**** Données fournies

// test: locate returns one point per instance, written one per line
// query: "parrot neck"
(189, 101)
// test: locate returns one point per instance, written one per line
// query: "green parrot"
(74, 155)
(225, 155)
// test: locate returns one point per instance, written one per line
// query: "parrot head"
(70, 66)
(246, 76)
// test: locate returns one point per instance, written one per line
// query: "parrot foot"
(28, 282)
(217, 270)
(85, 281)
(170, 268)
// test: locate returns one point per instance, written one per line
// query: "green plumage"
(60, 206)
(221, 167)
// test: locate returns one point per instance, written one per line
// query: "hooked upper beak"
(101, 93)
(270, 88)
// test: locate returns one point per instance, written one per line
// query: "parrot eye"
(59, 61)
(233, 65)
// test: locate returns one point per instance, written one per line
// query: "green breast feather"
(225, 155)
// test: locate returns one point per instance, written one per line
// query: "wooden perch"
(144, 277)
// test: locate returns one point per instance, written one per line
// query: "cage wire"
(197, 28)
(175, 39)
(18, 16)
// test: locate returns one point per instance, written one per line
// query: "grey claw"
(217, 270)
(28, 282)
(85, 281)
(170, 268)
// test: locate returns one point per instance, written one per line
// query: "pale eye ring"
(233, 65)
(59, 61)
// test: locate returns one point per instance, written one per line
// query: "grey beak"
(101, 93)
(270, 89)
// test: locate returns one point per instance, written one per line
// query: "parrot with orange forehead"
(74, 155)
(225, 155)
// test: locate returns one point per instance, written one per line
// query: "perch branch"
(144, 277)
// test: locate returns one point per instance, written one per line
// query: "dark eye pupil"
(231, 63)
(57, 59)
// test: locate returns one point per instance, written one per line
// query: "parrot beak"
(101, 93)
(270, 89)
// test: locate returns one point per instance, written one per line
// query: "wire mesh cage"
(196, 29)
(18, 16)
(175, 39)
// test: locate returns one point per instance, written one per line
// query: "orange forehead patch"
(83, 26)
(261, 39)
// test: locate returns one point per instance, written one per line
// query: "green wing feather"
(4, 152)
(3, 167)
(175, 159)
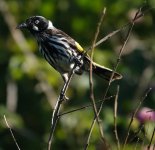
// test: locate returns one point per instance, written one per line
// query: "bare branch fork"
(115, 119)
(92, 97)
(138, 14)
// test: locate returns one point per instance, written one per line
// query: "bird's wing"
(72, 43)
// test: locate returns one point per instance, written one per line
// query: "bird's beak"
(22, 26)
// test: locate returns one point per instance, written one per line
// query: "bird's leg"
(78, 61)
(64, 88)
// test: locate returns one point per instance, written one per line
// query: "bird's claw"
(63, 97)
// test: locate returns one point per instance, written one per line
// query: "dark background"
(29, 86)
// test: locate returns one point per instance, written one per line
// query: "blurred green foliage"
(29, 86)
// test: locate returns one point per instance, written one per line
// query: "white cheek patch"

********

■ **Votre tâche**: Combien de lignes contiennent la chaîne « forehead » ? Donnez uniquement le nombre.

■ **Résultat**: 2